**TEXT SECTION**
((

Advances in Spoken Discourse Analysis

(C. Jardin) #1

214 Advances in spoken discourse analysis


Finally, we may note the probability of there being a proclaiming tone.
This seems to follow naturally from the inbuilt ambiguity of this tone: a
falling tone serves to mark the tone unit as the vehicle of unshared information,
but this includes both now-relevant information about the world and information
about the piece of language that is being quoted.
For one further example of minimally engaged reading, consider the case
of someone idly reading out the titles of the books on the shelf in front of
her (a comparatively rare instance of a reading activity to which no communicative
purpose seems necessarily to accrue!).


//p the SOUND PATTern of ENGlish //
//p ENGlish phoNETics and phoNOLogy //

These forms can be compared with probable conversational forms:


Q: Where did you read that?
A: //p in the SOUND pattern of ENGlish //
(or) //p in ENGlish phonetics and phoNOLogy //


ENGAGEMENT: 2


One consideration that probably limits the incidence of the kind of disengaged
mode I have just described in actual reading is that it depends on the reader
being able to process and verbalize the entire length of the tone unit without
hesitation or cognitive hold-up. The mechanical fluency and exaggerated
rhythmicality of the remembered line of verse is evidence of the way tone
units are pre-packed and articulated as a whole. In spontaneous speech, the
need for time to assemble each consecutive increment can be seen to impose
limitations on the length of tone units. Obviously the cognitive needs of a
reader are different from those of the speaker, but they are no less likely to
impose constraints. Instead of being involved in the complex business of
assembling an original utterance in real time, the reader has the equally
complex task of decoding—also in real time—an already assembled text.

))

**JOBS**
[1] Please translate this sentence from the discourse analysis passage into Spanish: "Obviously the cognitive needs of a reader are different from those of the speaker, but they are no less likely to impose constraints."
[2] Retype everything in the discourse analysis passage from "One consideration that" down to "already assembled text.".
Rely only on the discourse analysis passage.

**PROVIDED RECORDS**
((

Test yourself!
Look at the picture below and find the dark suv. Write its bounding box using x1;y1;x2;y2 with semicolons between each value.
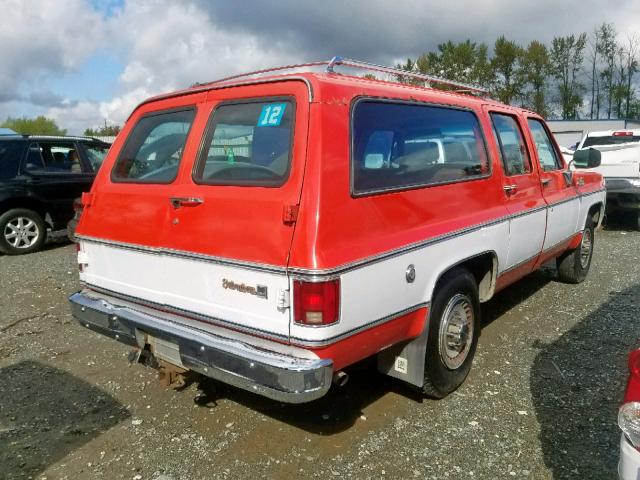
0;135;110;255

))
((

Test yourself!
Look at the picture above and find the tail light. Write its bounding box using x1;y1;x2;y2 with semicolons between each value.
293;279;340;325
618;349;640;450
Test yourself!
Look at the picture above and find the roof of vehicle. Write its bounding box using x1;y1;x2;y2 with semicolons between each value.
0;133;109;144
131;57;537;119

))
((

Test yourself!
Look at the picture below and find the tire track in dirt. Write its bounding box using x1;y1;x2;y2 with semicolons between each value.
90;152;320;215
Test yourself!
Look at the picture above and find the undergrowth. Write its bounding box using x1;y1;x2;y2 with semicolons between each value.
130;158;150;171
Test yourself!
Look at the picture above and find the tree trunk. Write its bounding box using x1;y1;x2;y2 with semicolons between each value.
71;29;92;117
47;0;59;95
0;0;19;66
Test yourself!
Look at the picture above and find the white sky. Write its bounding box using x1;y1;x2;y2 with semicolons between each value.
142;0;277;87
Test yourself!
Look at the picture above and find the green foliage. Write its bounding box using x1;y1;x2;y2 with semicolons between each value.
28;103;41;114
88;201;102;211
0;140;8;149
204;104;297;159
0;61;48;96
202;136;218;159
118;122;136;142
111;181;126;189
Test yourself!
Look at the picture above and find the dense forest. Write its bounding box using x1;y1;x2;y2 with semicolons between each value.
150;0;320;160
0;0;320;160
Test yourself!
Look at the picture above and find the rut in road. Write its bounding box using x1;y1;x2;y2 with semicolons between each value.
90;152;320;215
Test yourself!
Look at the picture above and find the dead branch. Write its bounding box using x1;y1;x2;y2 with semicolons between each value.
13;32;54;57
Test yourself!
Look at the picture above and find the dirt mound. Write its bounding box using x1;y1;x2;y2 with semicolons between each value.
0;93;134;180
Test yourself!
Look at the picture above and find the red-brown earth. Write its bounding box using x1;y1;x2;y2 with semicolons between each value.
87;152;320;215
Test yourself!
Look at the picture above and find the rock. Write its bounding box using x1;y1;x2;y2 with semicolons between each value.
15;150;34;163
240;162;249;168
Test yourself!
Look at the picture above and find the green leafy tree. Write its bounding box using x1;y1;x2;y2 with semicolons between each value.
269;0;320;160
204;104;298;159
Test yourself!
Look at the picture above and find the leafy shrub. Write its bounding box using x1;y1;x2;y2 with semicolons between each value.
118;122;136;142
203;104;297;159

))

**EXERCISE RESPONSES**
[1] Obviamente, las necesidades cognitivas de un lector son diferentes de las del hablante, pero no es menos probable que impongan restricciones.

[2]
One consideration that probably limits the incidence of the kind of disengaged
mode I have just described in actual reading is that it depends on the reader
being able to process and verbalize the entire length of the tone unit without
hesitation or cognitive hold-up. The mechanical fluency and exaggerated
rhythmicality of the remembered line of verse is evidence of the way tone
units are pre-packed and articulated as a whole. In spontaneous speech, the
need for time to assemble each consecutive increment can be seen to impose
limitations on the length of tone units. Obviously the cognitive needs of a
reader are different from those of the speaker, but they are no less likely to
impose constraints. Instead of being involved in the complex business of
assembling an original utterance in real time, the reader has the equally
complex task of decoding—also in real time—an already assembled text.